- Exercise requirements -
Copy each of the rows below word for word, changing nothing.

- Data excerpts -
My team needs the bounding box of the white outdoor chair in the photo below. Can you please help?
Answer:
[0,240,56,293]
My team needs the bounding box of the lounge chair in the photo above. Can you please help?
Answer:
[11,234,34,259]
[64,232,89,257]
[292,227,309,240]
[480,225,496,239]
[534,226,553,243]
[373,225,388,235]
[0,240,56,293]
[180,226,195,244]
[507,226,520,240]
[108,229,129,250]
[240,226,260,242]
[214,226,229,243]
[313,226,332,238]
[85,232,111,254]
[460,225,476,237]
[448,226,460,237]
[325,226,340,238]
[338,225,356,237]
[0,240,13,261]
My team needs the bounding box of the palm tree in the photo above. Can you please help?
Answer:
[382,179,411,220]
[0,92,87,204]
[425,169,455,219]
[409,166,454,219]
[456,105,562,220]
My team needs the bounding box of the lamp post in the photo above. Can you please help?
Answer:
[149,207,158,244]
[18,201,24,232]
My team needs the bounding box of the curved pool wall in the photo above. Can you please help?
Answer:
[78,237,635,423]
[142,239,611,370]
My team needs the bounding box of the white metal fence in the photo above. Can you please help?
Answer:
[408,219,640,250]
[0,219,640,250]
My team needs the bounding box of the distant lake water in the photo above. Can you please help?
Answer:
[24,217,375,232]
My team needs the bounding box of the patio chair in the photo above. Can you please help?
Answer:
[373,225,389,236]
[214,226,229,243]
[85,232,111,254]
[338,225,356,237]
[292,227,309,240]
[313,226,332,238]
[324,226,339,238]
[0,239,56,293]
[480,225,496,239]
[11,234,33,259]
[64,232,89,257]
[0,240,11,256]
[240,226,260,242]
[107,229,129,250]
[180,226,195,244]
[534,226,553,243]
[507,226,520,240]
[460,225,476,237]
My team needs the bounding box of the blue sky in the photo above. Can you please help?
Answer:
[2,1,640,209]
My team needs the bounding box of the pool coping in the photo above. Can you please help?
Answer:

- Result of the exercise -
My team needs the bounding box of the white outdoor chair in the photo below. Can you please help?
Answer:
[0,240,56,293]
My team needs the bounding box of the lounge chair in the photo above. Can you please help?
Answer:
[11,234,34,259]
[64,232,89,257]
[292,227,309,240]
[480,225,496,239]
[534,226,553,243]
[373,225,388,235]
[0,240,56,293]
[180,226,195,244]
[507,226,520,240]
[108,229,129,250]
[240,226,260,242]
[214,226,229,243]
[313,226,332,238]
[85,232,111,254]
[460,225,476,237]
[448,226,460,237]
[325,226,340,238]
[338,225,356,237]
[0,240,13,261]
My team needs the bounding box of the palm tree in the photo above. Can you please help?
Answer:
[382,179,411,220]
[0,92,87,204]
[425,169,455,219]
[409,166,454,219]
[456,105,562,220]
My team needs the bounding box of the lamp post in the photo above. Can you please help?
Answer:
[149,207,158,244]
[18,201,24,232]
My team needs the bounding box of the curved pool wall in the photo above. Can you please help?
Answer:
[78,237,635,423]
[142,239,611,370]
My team needs the bounding box of the white metal fence in the photo above. Can you please help?
Answer:
[408,219,640,250]
[0,219,640,250]
My team needs the bounding box of the distant lake water in the photo above. Can you please help?
Answer:
[24,217,375,232]
My team needs the bounding box of the patio chair in the photo above. Can you please help?
Answer:
[373,225,389,236]
[214,226,229,243]
[85,232,111,254]
[338,225,356,237]
[292,227,309,240]
[313,226,332,238]
[324,226,339,238]
[0,239,56,293]
[480,225,496,239]
[11,234,33,259]
[64,232,89,257]
[0,240,11,256]
[240,226,260,242]
[107,229,129,250]
[180,226,195,244]
[534,226,553,243]
[507,226,520,240]
[460,225,476,237]
My team needs the bounding box of the blue sky in the photo above. Can you please help?
Answer:
[2,1,640,209]
My team needs the bounding box of the pool coping in the photo above. Can you please help?
Answer:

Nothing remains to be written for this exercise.